▸ **EXERCISE DESCRIPTION**:
Reproduce the passage of the article below between "Cason was rushed" and "with his mates.", inclusive.

▸ **SOURCE DOCUMENT**:
++++++++++++++++++++
As we reported last January, 12-year-old Cason Hallwood, who suffered from asthma and a tree nut allergy, spent a happy Christmas Day with his mom, three brothers, and grandparents. After opening gifts and enjoying a Christmas dinner, he went out to a local park to play with his friends.
A short time after arriving, Cason began experiencing breathing difficulties and called his mom, Louise, who rushed to the park. She immediately administered his epinephrine auto-injector while his grandmother called emergency services.
Cason was rushed to Leighton Hospital where he died a short time later.
An inquest into Cason’s tragic death taking place in Warrington, England, heard even more tragic testimony from the boy’s grandfather: he had “completely forgotten” about his grandson’s allergy and used a glaze that contained nuts for the Christmas ham. Cason had “licked his plate clean” before going out to play.
His mom, Louise Hallwood, testified what happened next:
He didn’t want to sit and watch telly.
He asked if he could go to the park with his mates.
I said ‘ring me if you need me’, and with that he was gone.
About 20 minutes later, Cason called his mother asking for his inhalers.
I didn’t panic at this point and one of the twins said they’d go on Cason’s bike.
He was back in about 10 minutes and he said he seemed fine.
The next time her phone rang, she could tell the inhalers hadn’t worked as expected. She ran to the park with an EpiPen they kept at Cason’s grandparents’ house
I could tell straight away that he’d had something because his eyes were all puffy.
The EpiPen I had on me was out of date. The one at my house was in date but the one at my mum and dad’s wasn’t.
I was on the phone to the ambulance and asked permission to give it to him because it was out of date.
++++++++++++++++++++
Phrase grounding data:
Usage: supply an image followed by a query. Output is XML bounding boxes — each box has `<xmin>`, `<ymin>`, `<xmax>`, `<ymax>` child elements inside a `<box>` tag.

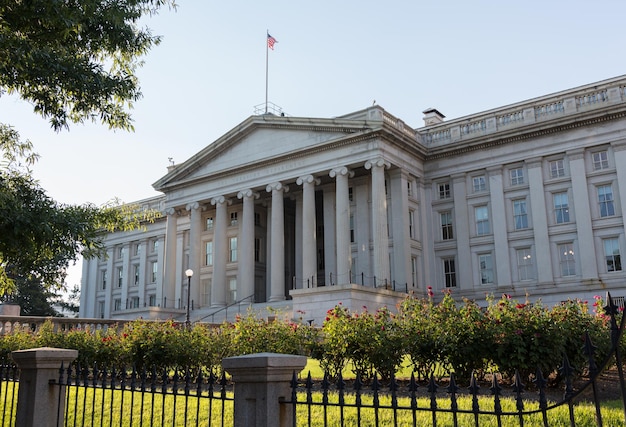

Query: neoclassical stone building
<box><xmin>80</xmin><ymin>76</ymin><xmax>626</xmax><ymax>323</ymax></box>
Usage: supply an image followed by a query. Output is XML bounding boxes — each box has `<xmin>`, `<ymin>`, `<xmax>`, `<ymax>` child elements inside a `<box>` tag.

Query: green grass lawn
<box><xmin>0</xmin><ymin>360</ymin><xmax>625</xmax><ymax>427</ymax></box>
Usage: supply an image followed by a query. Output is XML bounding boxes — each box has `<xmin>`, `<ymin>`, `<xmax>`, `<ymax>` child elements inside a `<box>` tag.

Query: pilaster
<box><xmin>265</xmin><ymin>182</ymin><xmax>289</xmax><ymax>302</ymax></box>
<box><xmin>365</xmin><ymin>158</ymin><xmax>391</xmax><ymax>287</ymax></box>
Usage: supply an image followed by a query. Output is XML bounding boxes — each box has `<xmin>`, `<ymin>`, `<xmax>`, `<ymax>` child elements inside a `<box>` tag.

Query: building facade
<box><xmin>80</xmin><ymin>76</ymin><xmax>626</xmax><ymax>321</ymax></box>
++++++++++++++++++++
▸ **OUTPUT FOR THIS EXERCISE**:
Cason was rushed to Leighton Hospital where he died a short time later.
An inquest into Cason’s tragic death taking place in Warrington, England, heard even more tragic testimony from the boy’s grandfather: he had “completely forgotten” about his grandson’s allergy and used a glaze that contained nuts for the Christmas ham. Cason had “licked his plate clean” before going out to play.
His mom, Louise Hallwood, testified what happened next:
He didn’t want to sit and watch telly.
He asked if he could go to the park with his mates.